Among the entries below, one stretch runs from the line that contains "Class to detect: small latch" through the line that contains "Class to detect: danger label". Repeat that stretch exactly, ends included, and only that.

**INFORMATION:**
* * *
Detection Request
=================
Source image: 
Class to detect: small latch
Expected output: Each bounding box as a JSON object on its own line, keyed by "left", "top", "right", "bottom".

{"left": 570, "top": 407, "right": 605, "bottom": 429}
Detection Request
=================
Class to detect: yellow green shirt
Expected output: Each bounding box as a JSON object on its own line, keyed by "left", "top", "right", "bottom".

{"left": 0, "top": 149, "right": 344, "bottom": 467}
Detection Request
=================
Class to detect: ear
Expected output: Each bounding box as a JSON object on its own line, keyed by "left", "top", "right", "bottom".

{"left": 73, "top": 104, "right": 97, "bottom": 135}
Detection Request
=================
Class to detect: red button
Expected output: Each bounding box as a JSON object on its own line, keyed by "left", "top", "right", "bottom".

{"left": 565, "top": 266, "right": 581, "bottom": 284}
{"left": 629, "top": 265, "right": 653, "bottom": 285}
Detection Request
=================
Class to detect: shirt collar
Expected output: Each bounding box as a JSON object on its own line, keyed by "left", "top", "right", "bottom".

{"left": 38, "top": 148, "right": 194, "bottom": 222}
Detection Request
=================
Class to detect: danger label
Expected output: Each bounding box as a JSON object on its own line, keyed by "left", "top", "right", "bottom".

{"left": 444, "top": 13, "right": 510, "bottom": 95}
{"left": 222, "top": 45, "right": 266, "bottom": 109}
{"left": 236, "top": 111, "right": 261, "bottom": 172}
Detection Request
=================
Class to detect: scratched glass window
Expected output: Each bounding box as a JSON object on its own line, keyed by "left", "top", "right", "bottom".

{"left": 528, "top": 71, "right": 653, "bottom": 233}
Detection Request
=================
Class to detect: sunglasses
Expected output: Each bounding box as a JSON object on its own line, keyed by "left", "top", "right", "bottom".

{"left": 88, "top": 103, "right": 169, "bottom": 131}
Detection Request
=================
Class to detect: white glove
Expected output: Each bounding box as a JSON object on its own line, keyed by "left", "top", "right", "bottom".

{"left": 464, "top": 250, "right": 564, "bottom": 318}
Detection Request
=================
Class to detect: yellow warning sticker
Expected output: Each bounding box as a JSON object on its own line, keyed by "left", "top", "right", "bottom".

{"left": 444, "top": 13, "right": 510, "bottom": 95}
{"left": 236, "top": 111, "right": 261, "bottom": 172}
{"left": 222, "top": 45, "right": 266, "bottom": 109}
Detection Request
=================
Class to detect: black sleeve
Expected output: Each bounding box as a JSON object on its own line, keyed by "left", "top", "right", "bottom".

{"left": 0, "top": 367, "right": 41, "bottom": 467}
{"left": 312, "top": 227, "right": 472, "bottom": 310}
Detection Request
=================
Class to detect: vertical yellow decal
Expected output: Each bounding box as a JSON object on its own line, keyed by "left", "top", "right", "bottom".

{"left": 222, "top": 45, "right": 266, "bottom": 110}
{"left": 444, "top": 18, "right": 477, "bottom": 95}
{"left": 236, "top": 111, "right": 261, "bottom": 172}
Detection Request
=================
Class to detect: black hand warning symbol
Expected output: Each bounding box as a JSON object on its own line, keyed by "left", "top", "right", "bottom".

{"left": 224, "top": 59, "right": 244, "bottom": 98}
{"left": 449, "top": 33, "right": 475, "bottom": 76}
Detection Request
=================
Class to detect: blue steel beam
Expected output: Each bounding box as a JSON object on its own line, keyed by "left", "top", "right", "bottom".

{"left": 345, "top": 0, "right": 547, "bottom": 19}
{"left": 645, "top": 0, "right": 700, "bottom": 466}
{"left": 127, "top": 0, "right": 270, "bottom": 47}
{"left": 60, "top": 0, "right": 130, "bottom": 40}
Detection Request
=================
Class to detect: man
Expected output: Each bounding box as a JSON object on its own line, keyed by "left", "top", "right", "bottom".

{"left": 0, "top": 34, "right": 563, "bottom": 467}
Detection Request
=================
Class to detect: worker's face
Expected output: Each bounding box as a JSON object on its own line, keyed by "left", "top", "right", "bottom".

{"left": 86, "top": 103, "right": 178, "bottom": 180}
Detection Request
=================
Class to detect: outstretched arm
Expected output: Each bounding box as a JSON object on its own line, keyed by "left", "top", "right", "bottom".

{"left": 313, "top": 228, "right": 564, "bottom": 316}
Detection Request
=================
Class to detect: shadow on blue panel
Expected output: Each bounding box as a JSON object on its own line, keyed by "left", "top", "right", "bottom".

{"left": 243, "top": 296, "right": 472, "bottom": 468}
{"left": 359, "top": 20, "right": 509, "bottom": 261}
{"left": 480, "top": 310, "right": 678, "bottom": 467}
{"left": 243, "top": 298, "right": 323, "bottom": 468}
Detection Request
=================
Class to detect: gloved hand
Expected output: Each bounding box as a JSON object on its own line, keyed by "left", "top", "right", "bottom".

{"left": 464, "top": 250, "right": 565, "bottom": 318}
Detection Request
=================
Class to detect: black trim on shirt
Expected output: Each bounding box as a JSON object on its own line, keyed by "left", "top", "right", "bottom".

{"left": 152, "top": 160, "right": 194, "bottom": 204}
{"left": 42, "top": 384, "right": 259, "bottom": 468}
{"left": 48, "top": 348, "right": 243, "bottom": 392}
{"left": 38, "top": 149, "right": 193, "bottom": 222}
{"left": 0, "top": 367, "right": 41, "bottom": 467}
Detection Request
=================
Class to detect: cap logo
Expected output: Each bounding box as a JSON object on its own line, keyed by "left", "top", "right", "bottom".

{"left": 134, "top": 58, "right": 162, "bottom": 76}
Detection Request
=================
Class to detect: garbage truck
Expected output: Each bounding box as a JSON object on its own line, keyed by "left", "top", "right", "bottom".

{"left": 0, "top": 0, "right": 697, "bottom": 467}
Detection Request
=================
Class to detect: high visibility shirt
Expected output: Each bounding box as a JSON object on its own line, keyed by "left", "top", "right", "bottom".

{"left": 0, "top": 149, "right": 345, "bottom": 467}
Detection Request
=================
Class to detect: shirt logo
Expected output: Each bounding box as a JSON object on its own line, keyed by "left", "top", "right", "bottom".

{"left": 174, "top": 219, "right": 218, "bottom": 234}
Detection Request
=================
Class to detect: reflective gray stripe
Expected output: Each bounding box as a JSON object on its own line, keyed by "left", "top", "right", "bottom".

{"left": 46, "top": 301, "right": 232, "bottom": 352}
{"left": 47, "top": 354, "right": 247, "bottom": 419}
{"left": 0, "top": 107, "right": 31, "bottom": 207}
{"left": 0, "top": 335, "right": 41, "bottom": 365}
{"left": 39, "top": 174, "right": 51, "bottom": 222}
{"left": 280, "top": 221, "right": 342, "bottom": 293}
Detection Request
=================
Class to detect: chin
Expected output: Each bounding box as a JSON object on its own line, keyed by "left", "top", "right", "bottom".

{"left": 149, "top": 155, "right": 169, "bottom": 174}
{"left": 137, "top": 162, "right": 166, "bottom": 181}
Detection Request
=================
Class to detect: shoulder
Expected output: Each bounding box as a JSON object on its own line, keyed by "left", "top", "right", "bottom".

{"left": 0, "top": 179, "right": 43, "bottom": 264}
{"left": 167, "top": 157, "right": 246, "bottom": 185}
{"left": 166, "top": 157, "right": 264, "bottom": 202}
* * *
**OUTPUT FOR THIS TASK:**
Class to detect: small latch
Expected output: Each bounding box as a JSON object on its own line, keyed by "left", "top", "right", "bottom".

{"left": 570, "top": 407, "right": 605, "bottom": 429}
Detection Request
=================
Class to detect: yellow green shirt
Expected output: Each bounding box as a JSON object on its own line, keyed by "left", "top", "right", "bottom".

{"left": 0, "top": 149, "right": 344, "bottom": 467}
Detection Request
=================
Class to detect: ear
Expected output: Each bounding box as a JSON object on its own line, keyed by "left", "top", "right", "bottom".

{"left": 73, "top": 104, "right": 97, "bottom": 135}
Detection Request
=================
Class to detect: red button
Expected output: Each bounding box as a JSON object on its own line, keyed by "left", "top", "right", "bottom".

{"left": 565, "top": 266, "right": 581, "bottom": 284}
{"left": 629, "top": 265, "right": 653, "bottom": 285}
Detection Request
=================
Class to detect: shirt collar
Expected output: Each bounding box as a JSON object on its own line, keyed by "left", "top", "right", "bottom".

{"left": 38, "top": 148, "right": 194, "bottom": 222}
Detection Request
=================
Class to detect: danger label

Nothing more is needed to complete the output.